Please copy the entries below word for word.

+++

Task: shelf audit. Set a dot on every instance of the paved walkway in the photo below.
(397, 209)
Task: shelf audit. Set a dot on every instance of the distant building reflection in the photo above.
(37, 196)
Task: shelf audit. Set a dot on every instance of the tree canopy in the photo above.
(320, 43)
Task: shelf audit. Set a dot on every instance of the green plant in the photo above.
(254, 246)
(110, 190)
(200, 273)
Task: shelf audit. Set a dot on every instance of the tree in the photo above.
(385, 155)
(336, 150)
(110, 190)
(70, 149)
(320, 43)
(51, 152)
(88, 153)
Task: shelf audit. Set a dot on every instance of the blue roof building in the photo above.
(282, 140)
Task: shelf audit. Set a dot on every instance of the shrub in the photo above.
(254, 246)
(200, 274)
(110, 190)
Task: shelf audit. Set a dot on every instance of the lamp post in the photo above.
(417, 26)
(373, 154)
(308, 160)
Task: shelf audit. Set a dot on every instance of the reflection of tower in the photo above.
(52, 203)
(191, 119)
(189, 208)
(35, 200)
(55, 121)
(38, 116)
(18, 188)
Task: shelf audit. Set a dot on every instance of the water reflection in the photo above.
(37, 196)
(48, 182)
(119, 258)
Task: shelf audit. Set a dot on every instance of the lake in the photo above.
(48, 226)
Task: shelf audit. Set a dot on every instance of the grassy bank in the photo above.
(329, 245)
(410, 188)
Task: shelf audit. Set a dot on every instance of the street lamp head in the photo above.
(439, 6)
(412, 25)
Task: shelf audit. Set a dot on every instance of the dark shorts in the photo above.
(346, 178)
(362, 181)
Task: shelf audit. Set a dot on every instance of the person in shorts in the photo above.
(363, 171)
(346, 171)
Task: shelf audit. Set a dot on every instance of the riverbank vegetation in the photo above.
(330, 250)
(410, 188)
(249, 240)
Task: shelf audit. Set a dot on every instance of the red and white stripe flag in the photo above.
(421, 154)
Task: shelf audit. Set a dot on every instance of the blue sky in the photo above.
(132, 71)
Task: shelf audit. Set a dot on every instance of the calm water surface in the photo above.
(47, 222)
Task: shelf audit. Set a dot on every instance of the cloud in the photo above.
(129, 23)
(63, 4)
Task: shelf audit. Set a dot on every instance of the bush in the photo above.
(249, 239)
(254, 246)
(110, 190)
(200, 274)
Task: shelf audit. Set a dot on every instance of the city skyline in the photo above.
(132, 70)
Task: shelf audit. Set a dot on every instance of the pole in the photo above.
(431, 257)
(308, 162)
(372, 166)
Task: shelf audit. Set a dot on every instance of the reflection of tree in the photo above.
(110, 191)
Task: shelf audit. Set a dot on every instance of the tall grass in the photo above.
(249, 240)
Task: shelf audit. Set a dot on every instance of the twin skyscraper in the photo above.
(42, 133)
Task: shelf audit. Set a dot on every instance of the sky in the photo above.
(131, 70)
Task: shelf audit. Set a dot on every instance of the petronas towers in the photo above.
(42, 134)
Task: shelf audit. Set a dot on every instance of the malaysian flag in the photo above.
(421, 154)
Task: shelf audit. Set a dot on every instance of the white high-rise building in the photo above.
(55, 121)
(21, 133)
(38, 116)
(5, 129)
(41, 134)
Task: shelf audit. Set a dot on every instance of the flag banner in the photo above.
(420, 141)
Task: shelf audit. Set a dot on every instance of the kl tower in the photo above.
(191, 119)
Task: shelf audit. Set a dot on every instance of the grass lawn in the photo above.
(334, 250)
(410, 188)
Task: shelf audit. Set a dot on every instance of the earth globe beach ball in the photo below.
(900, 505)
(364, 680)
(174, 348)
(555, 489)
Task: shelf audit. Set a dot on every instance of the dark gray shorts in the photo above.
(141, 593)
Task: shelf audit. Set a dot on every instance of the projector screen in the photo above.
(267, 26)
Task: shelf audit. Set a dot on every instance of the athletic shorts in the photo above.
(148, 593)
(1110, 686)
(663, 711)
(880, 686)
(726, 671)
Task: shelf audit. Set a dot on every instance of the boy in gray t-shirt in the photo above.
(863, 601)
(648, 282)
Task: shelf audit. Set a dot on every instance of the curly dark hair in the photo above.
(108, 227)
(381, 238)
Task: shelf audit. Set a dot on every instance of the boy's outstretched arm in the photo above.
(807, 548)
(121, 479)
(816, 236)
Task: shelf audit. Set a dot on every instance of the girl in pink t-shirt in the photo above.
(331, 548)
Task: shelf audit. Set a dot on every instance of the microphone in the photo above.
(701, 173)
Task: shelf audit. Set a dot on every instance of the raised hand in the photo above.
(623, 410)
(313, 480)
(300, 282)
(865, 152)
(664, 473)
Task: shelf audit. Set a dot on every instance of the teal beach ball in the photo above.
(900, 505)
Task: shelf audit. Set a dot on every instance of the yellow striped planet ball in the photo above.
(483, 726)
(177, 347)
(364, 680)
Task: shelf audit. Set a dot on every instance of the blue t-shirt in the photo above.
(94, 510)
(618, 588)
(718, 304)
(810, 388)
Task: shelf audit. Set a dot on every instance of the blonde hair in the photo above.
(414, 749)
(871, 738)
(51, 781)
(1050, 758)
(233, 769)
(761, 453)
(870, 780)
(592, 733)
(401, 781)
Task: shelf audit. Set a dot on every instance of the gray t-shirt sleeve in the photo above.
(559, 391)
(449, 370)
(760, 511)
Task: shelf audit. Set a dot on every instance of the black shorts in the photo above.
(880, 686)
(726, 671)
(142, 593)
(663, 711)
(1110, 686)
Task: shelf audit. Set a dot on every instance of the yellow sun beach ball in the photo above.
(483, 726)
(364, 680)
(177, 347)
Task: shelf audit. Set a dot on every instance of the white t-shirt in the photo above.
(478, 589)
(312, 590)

+++

■ **Your response**:
Task: shelf audit. Set a dot on every instance of the paved walkway in the photo below.
(397, 209)
Task: shelf audit. Set a dot on every instance of the distant building reflection in the photo above.
(37, 196)
Task: shelf audit. Set a dot on every instance of the tree canopy in the photo above.
(320, 43)
Task: shelf audit. Set a dot on every instance of the green plant in the photo above.
(254, 246)
(110, 190)
(200, 273)
Task: shelf audit. Set a dot on every instance of the tree in the photo above.
(385, 155)
(336, 150)
(110, 190)
(70, 149)
(320, 43)
(51, 152)
(88, 153)
Task: shelf audit. Set a dot on every instance of the blue roof building in the photo above.
(282, 140)
Task: shelf audit. Set a dot on every instance of the shrub in the photo above.
(254, 246)
(200, 274)
(110, 190)
Task: shelf audit. Set a dot on every instance of the lamp post in the photo above.
(417, 26)
(373, 154)
(308, 160)
Task: shelf audit. Set a dot on every instance of the reflection of tower in the photo above.
(52, 203)
(191, 119)
(189, 208)
(35, 200)
(55, 121)
(38, 116)
(18, 188)
Task: shelf audit. Set a dot on every instance of the water reflection in the photo above.
(37, 196)
(48, 182)
(119, 258)
Task: shelf audit. Set a dot on every instance of the lake in the photo above.
(48, 226)
Task: shelf audit. Set a dot on every instance of the grassy bank in the photo above.
(329, 245)
(410, 188)
Task: shelf audit. Set a dot on every instance of the street lamp head in the photo above.
(439, 6)
(412, 25)
Task: shelf audit. Set a dot on every instance of the dark shorts in the photo above.
(346, 178)
(362, 181)
Task: shelf audit. Set a dot on every instance of the person in shorts in the photo above.
(363, 171)
(346, 171)
Task: shelf audit. Set a dot on every instance of the riverbank vegetation in the photo above.
(330, 250)
(410, 188)
(249, 240)
Task: shelf audit. Set a dot on every instance of the red and white stripe flag in the photo above.
(421, 154)
Task: shelf audit. Set a dot on every instance of the blue sky in the photo above.
(132, 71)
Task: shelf audit. Set a dot on every instance of the calm water surface in the photo above.
(47, 222)
Task: shelf audit. Set a dot on every instance of the cloud in the photo above.
(129, 23)
(63, 4)
Task: shelf audit. Set a dot on every instance of the bush in the photo above.
(249, 239)
(254, 246)
(110, 190)
(200, 274)
Task: shelf audit. Set a dot on every instance of the city skyline in the photo above.
(132, 70)
Task: shelf audit. Set a dot on every instance of the pole in the photo above.
(431, 257)
(308, 162)
(372, 166)
Task: shelf audit. Set a dot on every instance of the reflection of tree in the photo above.
(110, 191)
Task: shelf audit. Set a dot on every instance of the tall grass in the photo above.
(249, 240)
Task: shelf audit. Set a dot on every instance of the twin skyscraper in the photo above.
(42, 133)
Task: shelf audit. Set a dot on every instance of the sky in the photo above.
(131, 70)
Task: shelf audit. Set a dot on every instance of the petronas towers in the photo above.
(42, 134)
Task: shelf audit. Set a dot on every instance of the malaysian flag in the photo above.
(421, 154)
Task: shelf audit. Set a dot on every instance of the white high-rise building in the photo above.
(55, 121)
(21, 133)
(38, 116)
(5, 129)
(41, 134)
Task: shelf audit. Set a dot on every instance of the flag banner in the photo above.
(420, 141)
Task: shelf audit. Set a dot on every instance of the kl tower in the photo above.
(191, 119)
Task: shelf audit. Set a dot on every instance of the grass lawn in the photo above.
(334, 250)
(410, 188)
Task: shelf audit. Set a dot on every instance of the earth globe beach ball in the photo below.
(900, 505)
(364, 680)
(174, 348)
(555, 489)
Task: shelf audit. Set a dot on every instance of the dark gray shorts in the photo above.
(141, 593)
Task: shelf audit. Set a dot on every instance of the projector screen in the photo above.
(267, 26)
Task: shelf audit. Set a dot on every instance of the athletic shorts in the photo above.
(148, 593)
(1110, 686)
(663, 711)
(880, 686)
(726, 671)
Task: shelf audit. Set a dot on every instance of the boy in gray t-shirt in the photo above.
(863, 601)
(648, 282)
Task: shelf audit. Set a dot on every instance of the curly dark hair in the photo above.
(108, 227)
(381, 238)
Task: shelf audit. Set a dot on every instance of the boy's outstretched arm in the photo above.
(807, 548)
(121, 479)
(816, 236)
Task: shelf audit. Set a dot on every instance of the girl in pink t-shirt in the photo above.
(331, 548)
Task: shelf audit. Set a dot on every instance of the microphone in the photo above.
(701, 173)
Task: shelf audit. Set a dot on every instance of the raised hand in the photo above.
(623, 410)
(313, 480)
(300, 282)
(865, 152)
(664, 473)
Task: shelf audit. Set a dot on every instance of the teal beach ball in the photo above.
(900, 505)
Task: shelf audit. Set a dot on every instance of the yellow striped planet ball in the photo above.
(483, 726)
(177, 347)
(364, 680)
Task: shelf audit. Set a dot on every instance of the blue t-shirt in the photo above.
(94, 510)
(618, 588)
(718, 304)
(810, 388)
Task: shelf audit. Set a dot on every instance of the blonde hair in the photo above.
(414, 749)
(871, 738)
(51, 781)
(1050, 758)
(233, 769)
(761, 453)
(870, 780)
(592, 733)
(401, 781)
Task: shelf audit. Set a dot on every instance of the gray t-shirt sleeve in the photo above.
(559, 391)
(449, 370)
(760, 511)
Task: shelf audit. Set a dot on every instance of the black shorts in the photo above.
(880, 686)
(726, 671)
(142, 593)
(663, 711)
(1110, 686)
Task: shelf audit. Set a dot on every instance of the yellow sun beach ball in the photo above.
(483, 726)
(364, 680)
(177, 347)
Task: shelf audit. Set a dot on every instance of the white t-shirt in the photo above.
(478, 589)
(312, 590)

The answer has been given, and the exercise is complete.